begin Quoted text

Monday, December 7, 2009


It truly was an infamous day...a day that turned the world upside down for multiple millions.

I wish to honor my beloved Granddaddy, Billy Joe Austin, who left his wife and my then 4 year old Momma to go fight those "filthy, rotten japs." He actually had several terms he used to describe the japs, but they are not suitable for a family friendly blog.

I don't think that he, or my Grandmother ever forgave the japs. He owned an appliance and television store in Shreveport-Bossier, and even as jap manufacturers began to dominate the electronics business, he refused to sell any of that "jap crap" as long as he owned the business.

In fact, he and Grandmother refused to buy anything "made in Japland."

It was their "9-11." They, and their fellows rose to the challenge.

I also wish to honor the memory of my Great Uncles, C.H. Kendall, Ross Newland, Earl Newland, and Lee Newland, who also left hearth & home to defend liberty. They all survived the war, and returned the victorious heroes that they certainly are in my heart.

They're all dead now, except for Uncle Lee. And, I miss them all something awful...

I would write a long essay on the herculean effort made by the warriors, and the home folks. But, others have, and will likely today do a much better job than can I. If you find a good essay, or tribute, please drop it in the comments.

I'll just say, "Granddaddy, C.H., Ross, Earl, Lee...



  1. I salute your relatives who served, as I do my two uncles who saw action in ETO, and all the vets of WWII, and everything since.

end Quoted text

**Written task**
From the blog post honoring the author's relatives who served, return the passage that begins at the words "I would write" and stops after "in the comments.". Copy it word for word.

begin Data excerpt

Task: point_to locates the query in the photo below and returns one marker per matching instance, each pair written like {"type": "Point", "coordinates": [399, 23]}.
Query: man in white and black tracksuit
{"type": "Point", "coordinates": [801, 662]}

end Data excerpt

**Task solution**
I would write a long essay on the herculean effort made by the warriors, and the home folks. But, others have, and will likely today do a much better job than can I. If you find a good essay, or tribute, please drop it in the comments.